◆ WHAT THIS EXERCISE ASKS
A) In the space-based optical surveillance text, rename "space surveillance" to "orbital monitoring" and give the passage between "Feasibility of performing" and "catalogue of objects.", inclusive.
B) Does the space-based optical surveillance text agree with each statement? Answer yes or no, quoting the deciding words. (i) The consortium that proposed the SBO concept included the Astronomical Institute of the University of Bern. (ii) The SBO instrument was requested to provide statistical information on the space debris population. (iii) The Canadian SAPPHIRE mission will observe GEO objects from a geostationary orbit.
C) According to the space-based optical surveillance text, which satellite carried the space-based visible (SBV) instrument?

-- start of SELECTED EXCERPT --

Feasibility of performing space surveillance tasks with a proposed space-based optical architecture
Introduction
Since 2007 the European Space Agency (ESA) focuses it’s space surveillance and tracking activities in the Space Situational Awareness (SSA) preparatory program. Ground-based radars and optical telescopes are studied for the build-up and maintenance of a catalogue of objects.
Under ESA contract an industrial consortium including Aboa Space Research Oy (ASRO), the Astronomical Institute of the University of Bern (AIUB), and the Dutch National Aerospace Laboratory (NLR), proposed the observation concept, developed a suitable sensor architecture, and assessed the performance of a space-based optical (SBO) instrumentation in 2005. The goal of the SBO study was to analyse how the existing knowledge gap in the space debris population in the millimetre and centimetre regime may be closed by means of a passive optical instrument. The SBO instrument was requested to provide statistical information on the space debris population, in terms of number of objects and size distribution. The SBO architecture, and the key results of the performance assessment have been published, see reports by Flohrer et al., 2005, Flohrer et al., 2006, Vanwijck and Flohrer, 2008, Wokke et al., 2006.
Other concepts for space-based optical observations have been discussed before the SBO proposal, see, e.g., the work of Krag et al. (2001) or Lobb et al. (1993). An orbital telescope observing the debris environment in GEO (Oswald et al., 2004) played an essential role in the scope of the proposed ROGER project (Robotic Geostationary Orbit Restorer). Furthermore the observation of space debris is sometimes investigated as a secondary application of space-based observations of Near-Earth Objects (NEOs), see, e.g., papers by Mottola et al., 2008, Wallace et al., 2004. It was also shown how tasked space-based observations of satellites could be extracted from other missions, such as from the Canadian MOST (Scott et al., 2006).
The space-based visible (SBV) instrument onboard the Midcourse Space Experiment (MSX) satellite acquired space-based optical observations between 1996 and 2008 (Gaposchkin et al., 2000, Harrison and Chow, 1996). Those observations substantially contributed to cataloguing objects in high altitudes by USSTRATCOM (Miller and Schick, 1999). The upcoming constellation of space-based space surveillance satellites (SBSS) can be seen as the successor of the SBV and is reported to have capabilities for quick tasking due to slewable telescopes mounted on each satellite. SBSS is also expected to provide higher resolution data. Reported to be of a similar design as the SBV the future Canadian SAPPHIRE mission will be capable to provide observations of GEO objects from a sun-synchronous dusk-dawn orbit (Maskell and Oram, 2008).

-- end of SELECTED EXCERPT --
-- start of SUPPLIED INFORMATION --

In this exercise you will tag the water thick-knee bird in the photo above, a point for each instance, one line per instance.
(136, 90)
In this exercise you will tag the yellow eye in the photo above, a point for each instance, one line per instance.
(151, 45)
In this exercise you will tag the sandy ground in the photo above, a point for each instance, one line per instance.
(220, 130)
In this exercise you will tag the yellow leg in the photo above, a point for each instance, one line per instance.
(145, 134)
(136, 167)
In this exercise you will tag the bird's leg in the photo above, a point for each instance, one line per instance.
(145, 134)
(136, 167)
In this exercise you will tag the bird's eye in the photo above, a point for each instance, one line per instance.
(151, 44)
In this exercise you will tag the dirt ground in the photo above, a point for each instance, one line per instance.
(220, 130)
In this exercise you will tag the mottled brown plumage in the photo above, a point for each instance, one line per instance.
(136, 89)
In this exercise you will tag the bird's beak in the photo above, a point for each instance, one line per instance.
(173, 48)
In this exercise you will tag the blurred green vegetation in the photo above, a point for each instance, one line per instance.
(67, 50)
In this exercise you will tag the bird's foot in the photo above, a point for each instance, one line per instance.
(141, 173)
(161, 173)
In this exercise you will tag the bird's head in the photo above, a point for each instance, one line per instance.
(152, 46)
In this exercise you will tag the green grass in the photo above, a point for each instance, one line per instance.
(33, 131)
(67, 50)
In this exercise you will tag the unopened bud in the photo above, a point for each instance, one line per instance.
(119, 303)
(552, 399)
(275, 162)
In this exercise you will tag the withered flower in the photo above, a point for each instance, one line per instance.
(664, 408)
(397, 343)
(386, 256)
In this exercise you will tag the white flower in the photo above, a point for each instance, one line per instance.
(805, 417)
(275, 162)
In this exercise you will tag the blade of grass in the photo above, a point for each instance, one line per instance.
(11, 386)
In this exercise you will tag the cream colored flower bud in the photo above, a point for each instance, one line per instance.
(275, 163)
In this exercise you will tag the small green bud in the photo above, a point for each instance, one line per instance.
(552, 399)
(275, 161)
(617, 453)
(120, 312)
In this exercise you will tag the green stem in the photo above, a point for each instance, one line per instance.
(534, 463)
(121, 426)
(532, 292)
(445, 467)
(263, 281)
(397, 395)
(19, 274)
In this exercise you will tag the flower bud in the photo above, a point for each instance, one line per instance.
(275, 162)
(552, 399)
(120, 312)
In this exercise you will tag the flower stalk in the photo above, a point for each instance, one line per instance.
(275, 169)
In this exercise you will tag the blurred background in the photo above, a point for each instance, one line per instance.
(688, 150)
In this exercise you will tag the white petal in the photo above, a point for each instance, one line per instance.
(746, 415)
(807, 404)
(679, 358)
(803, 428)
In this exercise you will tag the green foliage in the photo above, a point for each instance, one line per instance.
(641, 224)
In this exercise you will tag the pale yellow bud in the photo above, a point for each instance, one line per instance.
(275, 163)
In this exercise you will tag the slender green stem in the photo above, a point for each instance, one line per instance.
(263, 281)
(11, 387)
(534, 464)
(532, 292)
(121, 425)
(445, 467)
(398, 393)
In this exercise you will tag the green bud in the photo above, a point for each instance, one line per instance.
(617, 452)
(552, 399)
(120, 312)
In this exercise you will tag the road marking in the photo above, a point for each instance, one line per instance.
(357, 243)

-- end of SUPPLIED INFORMATION --

◆ SOLUTIONS TO THE EXERCISE
A)
Feasibility of performing orbital monitoring tasks with a proposed space-based optical architecture
Introduction
Since 2007 the European Space Agency (ESA) focuses it’s orbital monitoring and tracking activities in the Space Situational Awareness (SSA) preparatory program. Ground-based radars and optical telescopes are studied for the build-up and maintenance of a catalogue of objects.

B)
(i) Yes: "an industrial consortium including Aboa Space Research Oy (ASRO), the Astronomical Institute of the University of Bern (AIUB)"
(ii) Yes: "The SBO instrument was requested to provide statistical information on the space debris population"
(iii) No: "capable to provide observations of GEO objects from a sun-synchronous dusk-dawn orbit"

C) The Midcourse Space Experiment (MSX) satellite.